Task objective: Copy out the rows below, changing every "one per line" to "each on its own line" and keeping everything else the same. Leave the pictures out of your answer.
═════ Data supplied ═════
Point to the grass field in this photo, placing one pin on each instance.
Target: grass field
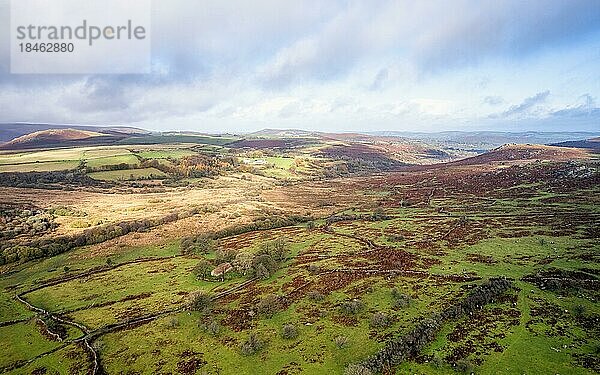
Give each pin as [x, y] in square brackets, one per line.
[100, 162]
[393, 250]
[47, 166]
[128, 174]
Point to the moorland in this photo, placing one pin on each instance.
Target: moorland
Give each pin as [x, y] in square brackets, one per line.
[285, 252]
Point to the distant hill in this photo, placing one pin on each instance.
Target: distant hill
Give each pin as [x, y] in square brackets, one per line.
[590, 144]
[58, 137]
[10, 131]
[487, 140]
[514, 152]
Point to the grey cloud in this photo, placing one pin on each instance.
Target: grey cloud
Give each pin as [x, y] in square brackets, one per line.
[526, 105]
[493, 100]
[380, 79]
═════
Response to the exercise:
Point to the grass field in this photo, placing one pin on each instance.
Target: grass field
Give each pin as [x, y] in square brackets, each on its own line.
[100, 162]
[393, 250]
[47, 166]
[128, 174]
Point to the moorland in this photo, placing one pin on each instance.
Target: moorland
Give each pin as [x, y] in square brackets, each on its own line.
[285, 252]
Point to the distant hill in this photo, placing one pin on each instance.
Target: distant hill
Give each pin as [x, y] in square brackets, each on its own line.
[590, 144]
[58, 137]
[10, 131]
[487, 140]
[514, 152]
Point to the grey cloud in this photo, placing one pin on each instance.
Target: grey cloud
Give each pin as [x, y] in square brackets, each on its own line.
[526, 105]
[493, 100]
[380, 79]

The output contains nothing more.